What do the lines from the one containing "the black t-shirt" through the end of the entries say? Quote them exactly, and only them.

** BEGIN Input for this task **

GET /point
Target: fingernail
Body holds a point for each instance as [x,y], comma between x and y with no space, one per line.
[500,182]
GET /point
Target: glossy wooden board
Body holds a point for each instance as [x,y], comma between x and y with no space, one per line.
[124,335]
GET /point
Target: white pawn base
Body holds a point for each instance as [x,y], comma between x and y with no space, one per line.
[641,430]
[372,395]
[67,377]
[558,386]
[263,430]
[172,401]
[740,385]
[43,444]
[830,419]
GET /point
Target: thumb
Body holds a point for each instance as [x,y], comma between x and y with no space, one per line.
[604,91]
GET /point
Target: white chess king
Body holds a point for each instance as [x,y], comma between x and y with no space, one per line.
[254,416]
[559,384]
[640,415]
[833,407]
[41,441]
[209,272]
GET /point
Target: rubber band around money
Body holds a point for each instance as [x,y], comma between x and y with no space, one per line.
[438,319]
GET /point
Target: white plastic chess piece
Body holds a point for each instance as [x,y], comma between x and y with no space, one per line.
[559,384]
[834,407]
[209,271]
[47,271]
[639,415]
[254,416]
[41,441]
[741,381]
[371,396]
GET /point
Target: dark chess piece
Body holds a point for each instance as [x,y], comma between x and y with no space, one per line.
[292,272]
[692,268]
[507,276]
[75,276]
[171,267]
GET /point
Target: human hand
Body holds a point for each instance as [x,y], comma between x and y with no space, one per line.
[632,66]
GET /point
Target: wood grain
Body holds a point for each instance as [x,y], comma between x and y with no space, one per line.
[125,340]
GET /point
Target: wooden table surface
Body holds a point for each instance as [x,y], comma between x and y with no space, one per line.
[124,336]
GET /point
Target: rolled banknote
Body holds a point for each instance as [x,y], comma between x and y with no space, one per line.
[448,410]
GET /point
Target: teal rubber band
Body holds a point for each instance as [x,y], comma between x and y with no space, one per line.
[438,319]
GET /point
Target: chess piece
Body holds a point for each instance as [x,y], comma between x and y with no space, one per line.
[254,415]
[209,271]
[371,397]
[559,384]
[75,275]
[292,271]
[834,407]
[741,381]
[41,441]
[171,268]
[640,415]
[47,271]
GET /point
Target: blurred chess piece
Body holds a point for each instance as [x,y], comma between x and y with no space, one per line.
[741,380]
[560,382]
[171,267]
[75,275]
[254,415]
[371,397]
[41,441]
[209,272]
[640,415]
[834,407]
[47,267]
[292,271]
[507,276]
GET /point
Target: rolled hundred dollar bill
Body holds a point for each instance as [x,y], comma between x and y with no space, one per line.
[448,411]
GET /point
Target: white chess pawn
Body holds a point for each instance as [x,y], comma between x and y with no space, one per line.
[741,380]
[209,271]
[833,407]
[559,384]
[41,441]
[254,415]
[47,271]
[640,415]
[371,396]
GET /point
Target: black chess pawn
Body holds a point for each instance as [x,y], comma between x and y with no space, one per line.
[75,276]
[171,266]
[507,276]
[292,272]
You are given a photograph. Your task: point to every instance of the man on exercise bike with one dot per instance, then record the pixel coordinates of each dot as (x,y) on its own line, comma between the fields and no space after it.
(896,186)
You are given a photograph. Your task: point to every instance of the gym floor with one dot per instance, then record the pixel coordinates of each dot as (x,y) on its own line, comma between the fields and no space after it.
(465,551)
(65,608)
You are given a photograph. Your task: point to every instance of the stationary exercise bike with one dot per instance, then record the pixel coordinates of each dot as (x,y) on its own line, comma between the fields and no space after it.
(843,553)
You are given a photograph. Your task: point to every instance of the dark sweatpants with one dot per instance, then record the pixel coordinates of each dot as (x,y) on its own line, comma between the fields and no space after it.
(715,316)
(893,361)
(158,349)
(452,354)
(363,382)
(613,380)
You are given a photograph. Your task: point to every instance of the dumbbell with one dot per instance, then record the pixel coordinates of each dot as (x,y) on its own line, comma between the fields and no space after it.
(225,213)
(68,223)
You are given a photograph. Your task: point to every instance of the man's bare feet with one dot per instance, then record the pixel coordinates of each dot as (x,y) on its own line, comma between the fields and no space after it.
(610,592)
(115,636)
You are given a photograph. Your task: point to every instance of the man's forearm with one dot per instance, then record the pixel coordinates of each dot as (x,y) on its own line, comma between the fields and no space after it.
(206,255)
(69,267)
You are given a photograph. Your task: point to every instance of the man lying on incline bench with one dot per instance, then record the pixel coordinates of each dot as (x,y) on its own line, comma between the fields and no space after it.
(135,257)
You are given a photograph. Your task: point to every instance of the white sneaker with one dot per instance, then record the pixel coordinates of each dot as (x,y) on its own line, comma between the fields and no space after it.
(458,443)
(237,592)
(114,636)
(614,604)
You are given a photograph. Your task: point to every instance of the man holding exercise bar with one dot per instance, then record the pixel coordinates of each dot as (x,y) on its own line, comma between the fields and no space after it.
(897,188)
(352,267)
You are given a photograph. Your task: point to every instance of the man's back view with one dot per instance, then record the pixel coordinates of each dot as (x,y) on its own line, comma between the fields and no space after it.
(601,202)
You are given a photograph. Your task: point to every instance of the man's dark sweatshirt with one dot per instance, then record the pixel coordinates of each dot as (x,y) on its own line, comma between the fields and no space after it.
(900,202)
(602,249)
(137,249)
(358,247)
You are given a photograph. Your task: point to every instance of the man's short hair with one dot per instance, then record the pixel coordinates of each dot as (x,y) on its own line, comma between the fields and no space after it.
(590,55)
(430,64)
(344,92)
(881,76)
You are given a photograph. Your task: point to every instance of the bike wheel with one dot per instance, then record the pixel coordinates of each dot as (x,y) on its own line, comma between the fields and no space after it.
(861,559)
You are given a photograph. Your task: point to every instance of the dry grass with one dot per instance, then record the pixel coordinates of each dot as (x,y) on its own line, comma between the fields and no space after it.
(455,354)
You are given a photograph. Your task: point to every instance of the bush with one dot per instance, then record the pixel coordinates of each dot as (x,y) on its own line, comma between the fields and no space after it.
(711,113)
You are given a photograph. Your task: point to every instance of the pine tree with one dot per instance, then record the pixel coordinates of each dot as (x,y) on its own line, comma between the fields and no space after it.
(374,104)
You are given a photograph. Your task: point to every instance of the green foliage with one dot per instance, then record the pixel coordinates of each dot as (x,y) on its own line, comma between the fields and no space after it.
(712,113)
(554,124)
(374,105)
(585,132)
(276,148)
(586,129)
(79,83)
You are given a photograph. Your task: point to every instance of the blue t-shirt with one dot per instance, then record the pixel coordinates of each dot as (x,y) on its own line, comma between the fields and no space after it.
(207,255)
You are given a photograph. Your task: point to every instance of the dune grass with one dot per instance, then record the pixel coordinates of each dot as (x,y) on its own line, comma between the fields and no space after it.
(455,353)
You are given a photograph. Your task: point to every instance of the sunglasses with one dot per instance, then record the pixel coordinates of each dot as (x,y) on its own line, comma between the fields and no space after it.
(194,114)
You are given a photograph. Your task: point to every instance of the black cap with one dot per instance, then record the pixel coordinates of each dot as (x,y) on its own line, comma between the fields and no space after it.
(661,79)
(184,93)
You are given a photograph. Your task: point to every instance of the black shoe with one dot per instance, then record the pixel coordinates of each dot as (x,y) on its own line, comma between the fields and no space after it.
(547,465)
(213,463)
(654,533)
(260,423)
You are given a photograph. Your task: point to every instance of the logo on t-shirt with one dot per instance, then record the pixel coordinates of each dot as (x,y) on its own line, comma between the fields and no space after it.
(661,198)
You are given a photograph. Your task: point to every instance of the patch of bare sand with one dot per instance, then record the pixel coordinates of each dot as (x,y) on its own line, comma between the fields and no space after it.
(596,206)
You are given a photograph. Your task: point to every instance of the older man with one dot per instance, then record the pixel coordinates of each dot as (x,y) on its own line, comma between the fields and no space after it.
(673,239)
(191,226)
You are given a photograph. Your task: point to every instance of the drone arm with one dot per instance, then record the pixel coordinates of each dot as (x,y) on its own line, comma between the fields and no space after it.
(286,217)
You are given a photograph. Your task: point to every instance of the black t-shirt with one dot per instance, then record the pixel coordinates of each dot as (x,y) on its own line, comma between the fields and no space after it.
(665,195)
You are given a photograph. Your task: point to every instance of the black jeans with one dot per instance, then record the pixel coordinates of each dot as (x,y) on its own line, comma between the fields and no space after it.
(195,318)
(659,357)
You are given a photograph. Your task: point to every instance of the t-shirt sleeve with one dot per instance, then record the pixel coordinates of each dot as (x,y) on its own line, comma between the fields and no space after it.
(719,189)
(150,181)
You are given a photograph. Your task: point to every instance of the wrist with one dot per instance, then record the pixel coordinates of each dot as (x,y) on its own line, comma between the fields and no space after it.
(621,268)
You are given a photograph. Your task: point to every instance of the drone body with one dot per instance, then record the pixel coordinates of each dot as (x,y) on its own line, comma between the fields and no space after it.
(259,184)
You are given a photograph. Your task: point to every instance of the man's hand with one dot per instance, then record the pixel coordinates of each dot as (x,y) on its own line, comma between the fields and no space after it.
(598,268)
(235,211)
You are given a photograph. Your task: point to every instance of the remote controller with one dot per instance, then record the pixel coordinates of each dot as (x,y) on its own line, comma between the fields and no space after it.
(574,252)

** END Input for this task **

■ Solution to the exercise:
You are given a photograph. Your task: point to every instance of the black t-shirt with one dot per instance, then record the pixel coordinates of each dot as (x,y) on its own line, comma between the fields and no space after it.
(665,195)
You are given a photograph. Your task: point to every instance of the black jeans with one dot per instance, then record the pixel coordinates of each dot as (x,y) on its own line, comma between the fields and no space after it.
(195,318)
(659,357)
You are given a photograph. Your task: point to every instance of the t-shirt sleeve with one dot per instance, then record the pixel coordinates of each dot as (x,y) on its own line, comma between the fields and no space after it.
(719,189)
(150,181)
You are given a photograph. Your task: point to every instance of the wrist with one dot per instance, then record the pixel coordinates of each dot as (x,y) on its own line, comma between the fields and no space after it.
(621,268)
You are given a photograph. Your task: point to every instance of the drone body with one dot per instance, then record the pixel coordinates of each dot as (x,y) on its own line, comma between the fields and no space after it.
(259,184)
You are given a photograph. Your task: point to every instance of the man's hand with one dot per instance, then record the pixel coordinates of each dot as (x,y) on its own line, comma between the fields and no space after it.
(598,268)
(235,211)
You are given a photograph. Your task: point to every instance of the remote controller with one dot per instance, then record the pixel coordinates of each dot as (x,y) on its own line, comma between the fields and no space after it.
(574,252)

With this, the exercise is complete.